= Problem to work on =
Pull out every line below without changing a character, and please leave the pictures out of your copy.

= Data entries =
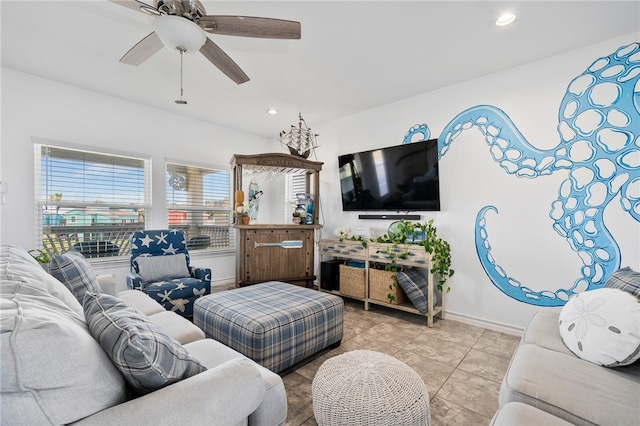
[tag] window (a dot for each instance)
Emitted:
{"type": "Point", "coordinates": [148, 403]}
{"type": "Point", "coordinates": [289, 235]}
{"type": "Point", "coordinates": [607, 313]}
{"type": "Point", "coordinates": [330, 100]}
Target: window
{"type": "Point", "coordinates": [198, 202]}
{"type": "Point", "coordinates": [294, 184]}
{"type": "Point", "coordinates": [89, 201]}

= Task answer =
[tag] window (a dot for each instance)
Emitted:
{"type": "Point", "coordinates": [148, 403]}
{"type": "Point", "coordinates": [289, 235]}
{"type": "Point", "coordinates": [607, 313]}
{"type": "Point", "coordinates": [330, 100]}
Target: window
{"type": "Point", "coordinates": [198, 202]}
{"type": "Point", "coordinates": [294, 184]}
{"type": "Point", "coordinates": [89, 201]}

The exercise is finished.